## Passage to read
We will use our data science skills to generate a few most promising neighborhoods based on this criteria.

## Data <a name="data"></a>

Based on definition of our problem, factors that will influence our decision are:
* median income in the neighborhood
* population in the neighborhood
* number of food venues in the neighborhood

We decided to use a json file that contain the segmentation to define our neighborhoods.

Following data sources will be needed to extract/generate the required information:
* Median income will be obtained using data from the National Statistics Institute **http://www.ine.gub.uy/encuesta-continua-de-hogares1**
* Population will be obtained using data from the National Statistics Institute **http://www.ine.gub.uy/web/guest/censos1**
* Number of food venues and their type and location in every neighborhood will be obtained using **Foursquare API**
* Segmentation of the neighborhoods within the city will be obtained using a JSON file found on GitHub **https://github.com/vierja/geojson_montevideo**

## Methodology <a name="methodology"></a>

In this project we will direct our efforts on finding a neighborhood in Montevideo that has a high median income, a high population, and a low number of food venues. We will limit our analysis to areas 800 meters around the neighborhood center as defined by the geospatial coordinates in the json file.

## Stated problem A
Please rewrite the project outline, everything from "We will use" down to "define our neighborhoods.", with "food venues" changed to "restaurants".
## Stated problem B
Answer these questions using the project outline:
(i) How far around each neighborhood center will the analysis extend?
(ii) Where will the file defining the neighborhood segmentation be found?
(iii) Which source will supply the population data?
## Stated problem C
Using the project outline, decide whether each statement agrees with it. Answer yes or no, and quote the words that decide it.
(i) The target neighborhood should have a high number of food venues.
(ii) Median income figures will come from the National Statistics Institute.
(iii) The search for a neighborhood is set in Montevideo.

## Dataset entries
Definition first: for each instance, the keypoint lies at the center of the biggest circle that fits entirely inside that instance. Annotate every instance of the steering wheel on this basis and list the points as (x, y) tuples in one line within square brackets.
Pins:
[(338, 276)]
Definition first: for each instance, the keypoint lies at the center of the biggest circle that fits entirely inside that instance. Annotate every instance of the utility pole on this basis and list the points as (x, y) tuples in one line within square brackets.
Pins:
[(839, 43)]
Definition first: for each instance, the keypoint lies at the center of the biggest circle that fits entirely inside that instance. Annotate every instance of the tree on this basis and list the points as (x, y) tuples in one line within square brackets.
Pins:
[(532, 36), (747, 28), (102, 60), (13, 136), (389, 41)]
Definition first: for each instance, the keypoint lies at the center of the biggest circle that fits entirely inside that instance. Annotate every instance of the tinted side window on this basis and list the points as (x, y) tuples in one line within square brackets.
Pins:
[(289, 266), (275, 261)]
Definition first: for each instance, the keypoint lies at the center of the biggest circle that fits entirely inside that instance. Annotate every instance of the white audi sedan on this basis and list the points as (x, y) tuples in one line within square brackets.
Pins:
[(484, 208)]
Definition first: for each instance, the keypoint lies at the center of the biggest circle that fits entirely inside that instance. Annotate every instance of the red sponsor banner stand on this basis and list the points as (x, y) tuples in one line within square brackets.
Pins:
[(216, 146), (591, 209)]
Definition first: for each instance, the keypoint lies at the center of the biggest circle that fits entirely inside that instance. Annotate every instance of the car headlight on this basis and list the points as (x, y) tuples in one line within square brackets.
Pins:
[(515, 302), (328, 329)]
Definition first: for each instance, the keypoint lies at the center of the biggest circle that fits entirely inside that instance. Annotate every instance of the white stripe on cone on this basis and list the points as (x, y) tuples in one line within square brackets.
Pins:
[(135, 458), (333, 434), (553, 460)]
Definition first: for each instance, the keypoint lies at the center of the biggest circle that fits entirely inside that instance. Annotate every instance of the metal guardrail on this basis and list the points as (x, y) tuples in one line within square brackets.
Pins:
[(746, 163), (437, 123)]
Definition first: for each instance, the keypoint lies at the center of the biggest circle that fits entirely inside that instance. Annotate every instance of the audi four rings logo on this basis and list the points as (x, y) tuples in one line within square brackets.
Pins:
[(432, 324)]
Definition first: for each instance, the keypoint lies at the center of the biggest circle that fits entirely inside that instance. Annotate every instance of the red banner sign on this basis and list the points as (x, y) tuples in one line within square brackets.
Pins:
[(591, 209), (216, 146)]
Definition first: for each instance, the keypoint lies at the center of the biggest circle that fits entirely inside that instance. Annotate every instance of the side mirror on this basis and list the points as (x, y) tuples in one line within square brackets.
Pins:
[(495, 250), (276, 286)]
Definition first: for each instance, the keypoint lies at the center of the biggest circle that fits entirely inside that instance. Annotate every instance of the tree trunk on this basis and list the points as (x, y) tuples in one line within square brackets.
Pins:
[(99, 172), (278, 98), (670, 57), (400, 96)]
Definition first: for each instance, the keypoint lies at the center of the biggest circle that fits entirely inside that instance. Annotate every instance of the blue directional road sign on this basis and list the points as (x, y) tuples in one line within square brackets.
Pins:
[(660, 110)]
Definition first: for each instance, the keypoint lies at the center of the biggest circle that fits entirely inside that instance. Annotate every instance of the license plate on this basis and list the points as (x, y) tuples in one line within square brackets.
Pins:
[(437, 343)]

## Complete response A
We will use our data science skills to generate a few most promising neighborhoods based on this criteria.

## Data <a name="data"></a>

Based on definition of our problem, factors that will influence our decision are:
* median income in the neighborhood
* population in the neighborhood
* number of restaurants in the neighborhood

We decided to use a json file that contain the segmentation to define our neighborhoods.

## Complete response B
(i) 800 meters.
(ii) On GitHub.
(iii) The National Statistics Institute.

## Complete response C
(i) No: "a low number of food venues"
(ii) Yes: "Median income will be obtained using data from the National Statistics Institute"
(iii) Yes: "finding a neighborhood in Montevideo"